ЧТО СДЕЛАТЬ
1: Переведите на английский язык предложение из текста о хакерах и выборах в США: «Это скорее история влияния на общественное мнение».
2: Допишите следующую часть текста о хакерах и выборах в США, начав сразу после его последнего предложения.

ФРАГМЕНТ ТЕКСТА

%%

Андрей Солдатов: Прежде всего, все-таки никто, насколько я понимаю, даже самые большие алармисты в США не утверждают, что российские хакеры взломали избирательную систему США. То есть того, что называется взломом критической инфраструктуры, не произошло. Никакие электростанции, системы связи, транспорта, военной или избирательной систем не были затронуты. Речь по большом счету идет о взломе почтовых серверов и использовании полученной информации в СМИ и на популярных сайтах типа wikileaks для того, чтобы повлиять на общественное мнение. Это все-таки не совсем то, что мы имеем в виду, когда говорим о кибератаках. Другой вопрос – повлияло ли это на результаты выборов? Это скорее история влияния на общественное мнение. Здесь не очень понятно, насколько ключевым фактором это было, потому что там было много других моментов. Например, заявление директора ФБР за несколько дней до выборов о том, что у него остаются вопросы к Хилари Клинтон по поводу ее электронной почты, могло повлиять намного больше.
Третий вопрос – пытались ли повлиять? Безусловно, пытались. И именно такого варианта развития событий до этого не существовало. Некоторые американские эксперты занимаются этой темой с начала 90-х и регулярно предупреждают американскую администрацию о том, что грядет страшная кибератака . 20 лет они существуют, требуют гигантских средств, проводят лекции, разрабатывают программы реагирования, снимают фильмы. А ничего не происходит. Почему именно сейчас? Моя теория состоит в том, что совместилось несколько факторов. Длительное время существовали методы и средства, взламывающие критическую инфраструктуру, но сейчас можно не только взламывать что-то, но еще и формировать то, как люди это воспринимают, потому что социальные СМИ стали распространять информацию так, как ты этого хочешь. То есть, грубо говоря, ты можешь совмещать активность хакера с активностью троллей, и это может давать совершенно другой эффект.

%%

ИСХОДНЫЕ ДАННЫЕ
%%

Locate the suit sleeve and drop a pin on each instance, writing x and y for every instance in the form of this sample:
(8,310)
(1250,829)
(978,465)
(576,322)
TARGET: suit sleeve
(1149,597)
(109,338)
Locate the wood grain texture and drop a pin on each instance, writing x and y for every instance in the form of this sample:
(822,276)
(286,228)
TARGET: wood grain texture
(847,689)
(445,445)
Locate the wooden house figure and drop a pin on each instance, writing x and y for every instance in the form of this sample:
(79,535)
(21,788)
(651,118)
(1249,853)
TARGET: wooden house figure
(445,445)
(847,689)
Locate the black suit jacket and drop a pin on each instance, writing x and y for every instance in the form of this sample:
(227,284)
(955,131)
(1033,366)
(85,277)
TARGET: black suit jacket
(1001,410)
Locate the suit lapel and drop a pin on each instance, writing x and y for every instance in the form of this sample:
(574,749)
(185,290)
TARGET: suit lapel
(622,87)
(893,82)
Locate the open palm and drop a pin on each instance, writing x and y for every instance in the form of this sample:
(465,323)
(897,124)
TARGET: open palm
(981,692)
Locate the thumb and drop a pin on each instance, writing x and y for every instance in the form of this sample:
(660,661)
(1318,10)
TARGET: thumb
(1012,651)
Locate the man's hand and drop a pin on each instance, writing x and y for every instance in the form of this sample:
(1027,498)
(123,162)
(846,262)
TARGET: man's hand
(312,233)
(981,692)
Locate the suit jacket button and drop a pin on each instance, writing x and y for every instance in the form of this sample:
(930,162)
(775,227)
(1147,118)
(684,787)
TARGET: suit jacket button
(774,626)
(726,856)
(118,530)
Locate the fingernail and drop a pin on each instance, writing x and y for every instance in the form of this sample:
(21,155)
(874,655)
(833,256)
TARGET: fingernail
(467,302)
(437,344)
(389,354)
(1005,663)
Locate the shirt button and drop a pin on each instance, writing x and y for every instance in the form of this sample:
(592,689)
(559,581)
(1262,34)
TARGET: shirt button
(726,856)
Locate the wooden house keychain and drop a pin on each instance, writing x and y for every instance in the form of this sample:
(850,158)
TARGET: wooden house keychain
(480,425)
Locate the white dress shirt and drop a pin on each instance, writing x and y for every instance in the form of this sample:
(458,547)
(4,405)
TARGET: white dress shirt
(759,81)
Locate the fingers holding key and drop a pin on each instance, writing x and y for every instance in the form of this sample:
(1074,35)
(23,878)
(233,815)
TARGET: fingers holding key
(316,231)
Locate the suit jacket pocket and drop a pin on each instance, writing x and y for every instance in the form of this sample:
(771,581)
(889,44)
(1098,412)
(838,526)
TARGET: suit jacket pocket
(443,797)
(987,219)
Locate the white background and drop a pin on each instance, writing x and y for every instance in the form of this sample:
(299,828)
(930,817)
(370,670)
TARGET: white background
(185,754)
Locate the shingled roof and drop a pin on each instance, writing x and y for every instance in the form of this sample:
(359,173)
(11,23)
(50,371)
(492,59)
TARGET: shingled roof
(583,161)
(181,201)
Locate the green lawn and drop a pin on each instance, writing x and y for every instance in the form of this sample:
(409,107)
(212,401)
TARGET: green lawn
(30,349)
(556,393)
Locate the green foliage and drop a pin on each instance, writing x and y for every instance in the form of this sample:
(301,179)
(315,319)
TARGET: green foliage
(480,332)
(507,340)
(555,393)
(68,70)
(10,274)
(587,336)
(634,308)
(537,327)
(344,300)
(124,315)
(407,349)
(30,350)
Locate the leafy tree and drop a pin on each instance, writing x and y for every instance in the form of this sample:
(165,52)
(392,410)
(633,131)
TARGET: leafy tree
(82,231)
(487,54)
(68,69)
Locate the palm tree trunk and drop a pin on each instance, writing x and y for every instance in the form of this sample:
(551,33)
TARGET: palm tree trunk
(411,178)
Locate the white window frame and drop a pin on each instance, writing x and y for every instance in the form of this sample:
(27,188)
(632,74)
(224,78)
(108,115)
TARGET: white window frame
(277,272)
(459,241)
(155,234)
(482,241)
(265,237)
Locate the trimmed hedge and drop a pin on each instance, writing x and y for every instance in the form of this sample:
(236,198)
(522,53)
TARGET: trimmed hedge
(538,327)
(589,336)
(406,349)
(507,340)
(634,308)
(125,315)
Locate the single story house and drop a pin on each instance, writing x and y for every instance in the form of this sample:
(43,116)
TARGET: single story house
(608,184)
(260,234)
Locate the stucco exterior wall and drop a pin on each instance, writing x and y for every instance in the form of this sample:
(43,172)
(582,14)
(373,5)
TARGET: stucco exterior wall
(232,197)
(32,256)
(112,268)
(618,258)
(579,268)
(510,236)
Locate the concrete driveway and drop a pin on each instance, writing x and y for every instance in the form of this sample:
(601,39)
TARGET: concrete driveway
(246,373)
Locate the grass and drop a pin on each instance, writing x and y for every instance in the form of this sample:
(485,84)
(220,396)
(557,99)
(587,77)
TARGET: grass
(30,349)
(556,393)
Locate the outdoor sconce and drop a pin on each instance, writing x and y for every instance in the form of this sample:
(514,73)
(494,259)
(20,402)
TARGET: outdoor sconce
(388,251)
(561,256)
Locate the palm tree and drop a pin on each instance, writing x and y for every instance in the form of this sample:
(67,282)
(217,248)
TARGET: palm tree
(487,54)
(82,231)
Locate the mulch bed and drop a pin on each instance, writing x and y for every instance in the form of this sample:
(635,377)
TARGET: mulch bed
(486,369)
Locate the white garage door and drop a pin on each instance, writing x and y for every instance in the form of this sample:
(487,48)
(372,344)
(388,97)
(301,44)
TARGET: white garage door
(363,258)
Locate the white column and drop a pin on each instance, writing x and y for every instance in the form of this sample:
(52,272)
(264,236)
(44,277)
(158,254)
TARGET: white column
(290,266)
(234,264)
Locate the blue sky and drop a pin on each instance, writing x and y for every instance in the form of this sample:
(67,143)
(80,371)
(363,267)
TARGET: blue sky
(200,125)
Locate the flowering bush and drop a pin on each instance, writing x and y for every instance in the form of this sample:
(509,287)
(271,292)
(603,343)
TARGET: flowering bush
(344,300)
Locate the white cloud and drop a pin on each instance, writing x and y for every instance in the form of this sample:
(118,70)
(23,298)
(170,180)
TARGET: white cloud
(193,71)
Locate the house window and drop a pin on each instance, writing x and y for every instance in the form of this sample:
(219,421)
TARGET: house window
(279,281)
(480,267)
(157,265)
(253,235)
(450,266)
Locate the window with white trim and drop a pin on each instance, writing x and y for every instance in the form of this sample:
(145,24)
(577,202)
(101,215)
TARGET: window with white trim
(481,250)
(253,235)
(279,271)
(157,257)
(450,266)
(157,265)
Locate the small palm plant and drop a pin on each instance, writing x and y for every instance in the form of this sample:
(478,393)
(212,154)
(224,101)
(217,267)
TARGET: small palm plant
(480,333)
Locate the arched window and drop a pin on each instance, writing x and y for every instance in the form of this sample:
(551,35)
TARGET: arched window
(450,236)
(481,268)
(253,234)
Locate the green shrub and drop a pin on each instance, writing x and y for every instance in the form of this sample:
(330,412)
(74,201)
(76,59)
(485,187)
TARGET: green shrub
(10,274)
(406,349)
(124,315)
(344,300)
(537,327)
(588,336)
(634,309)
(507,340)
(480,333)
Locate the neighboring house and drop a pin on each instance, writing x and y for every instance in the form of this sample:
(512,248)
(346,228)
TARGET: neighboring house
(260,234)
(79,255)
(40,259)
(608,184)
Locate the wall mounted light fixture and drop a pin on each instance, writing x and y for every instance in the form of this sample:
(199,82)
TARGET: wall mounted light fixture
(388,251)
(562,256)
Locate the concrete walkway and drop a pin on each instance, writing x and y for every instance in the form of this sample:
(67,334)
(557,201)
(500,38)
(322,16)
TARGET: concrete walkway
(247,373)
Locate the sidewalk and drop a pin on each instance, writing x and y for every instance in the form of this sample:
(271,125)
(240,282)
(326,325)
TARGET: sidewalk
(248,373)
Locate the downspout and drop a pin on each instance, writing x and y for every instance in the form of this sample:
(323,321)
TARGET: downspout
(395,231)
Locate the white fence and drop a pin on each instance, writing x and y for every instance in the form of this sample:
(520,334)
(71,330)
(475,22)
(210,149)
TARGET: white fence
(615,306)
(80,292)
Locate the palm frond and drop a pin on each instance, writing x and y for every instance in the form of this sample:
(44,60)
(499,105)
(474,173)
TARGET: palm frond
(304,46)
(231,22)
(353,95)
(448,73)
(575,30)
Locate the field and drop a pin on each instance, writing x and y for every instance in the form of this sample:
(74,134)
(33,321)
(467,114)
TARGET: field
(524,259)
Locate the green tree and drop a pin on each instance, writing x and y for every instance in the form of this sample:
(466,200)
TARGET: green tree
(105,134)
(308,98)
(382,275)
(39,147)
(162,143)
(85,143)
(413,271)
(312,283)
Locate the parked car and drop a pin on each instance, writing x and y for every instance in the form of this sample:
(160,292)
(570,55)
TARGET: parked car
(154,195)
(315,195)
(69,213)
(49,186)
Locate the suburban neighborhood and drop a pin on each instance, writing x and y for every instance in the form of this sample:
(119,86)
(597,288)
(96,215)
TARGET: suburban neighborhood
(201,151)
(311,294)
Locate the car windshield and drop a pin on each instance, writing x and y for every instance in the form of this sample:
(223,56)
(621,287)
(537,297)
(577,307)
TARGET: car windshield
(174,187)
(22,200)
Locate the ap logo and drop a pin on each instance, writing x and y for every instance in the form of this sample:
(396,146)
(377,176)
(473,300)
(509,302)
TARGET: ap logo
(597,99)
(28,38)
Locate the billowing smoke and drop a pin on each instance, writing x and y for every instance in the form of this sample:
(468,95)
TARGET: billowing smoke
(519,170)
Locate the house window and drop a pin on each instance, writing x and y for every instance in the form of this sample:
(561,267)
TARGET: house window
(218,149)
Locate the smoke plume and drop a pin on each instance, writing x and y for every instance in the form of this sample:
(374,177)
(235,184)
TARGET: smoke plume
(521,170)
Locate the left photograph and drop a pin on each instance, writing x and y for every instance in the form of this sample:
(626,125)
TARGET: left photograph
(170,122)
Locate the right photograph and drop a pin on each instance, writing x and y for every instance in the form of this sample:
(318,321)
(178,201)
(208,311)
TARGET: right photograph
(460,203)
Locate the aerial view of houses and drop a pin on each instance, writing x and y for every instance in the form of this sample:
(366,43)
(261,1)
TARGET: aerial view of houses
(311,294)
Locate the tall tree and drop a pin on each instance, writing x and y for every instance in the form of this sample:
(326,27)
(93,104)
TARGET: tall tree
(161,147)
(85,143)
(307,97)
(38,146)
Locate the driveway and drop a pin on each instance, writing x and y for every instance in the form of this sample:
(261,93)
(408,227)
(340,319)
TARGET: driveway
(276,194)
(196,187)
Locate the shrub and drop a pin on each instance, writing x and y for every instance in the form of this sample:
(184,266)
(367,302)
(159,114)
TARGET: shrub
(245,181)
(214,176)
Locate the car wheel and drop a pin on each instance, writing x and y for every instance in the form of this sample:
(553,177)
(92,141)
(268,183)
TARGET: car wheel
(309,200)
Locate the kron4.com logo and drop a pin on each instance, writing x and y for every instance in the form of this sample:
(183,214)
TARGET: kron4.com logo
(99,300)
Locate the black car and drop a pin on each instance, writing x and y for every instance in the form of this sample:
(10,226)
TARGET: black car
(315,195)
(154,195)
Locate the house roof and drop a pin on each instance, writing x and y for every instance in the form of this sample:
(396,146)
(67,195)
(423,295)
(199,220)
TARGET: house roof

%%

ОТВЕТЫ ПО ЗАДАНИЯМ
1: This is more a story of influencing public opinion.

2:
Олег Демидов: Эта история про совмещение кибератаки и влияния при помощи той или иной информации на конкретную целевую аудиторию появилась давно. Но раньше она использовалась в гораздо более узком, нишевом исполнении. Например, военными в рамках задач военной пропаганды и контрпропаганды. Давным-давно был эпизод со взломом внутренней сети военных компьютеров вооруженных сил Ирака и рассылка по ним материалов, деморализующих служащих иракских вооруженных сил: «Ребята, не оказывайте сопротивления, сдавайтесь, останетесь в живых. Это гиблое дело — противостояние коалиции». Тут конкретная военная задача — деморализация офицерского состава противника перед осуществлением военной операции, чтобы снизить интенсивность вооруженного сопротивления.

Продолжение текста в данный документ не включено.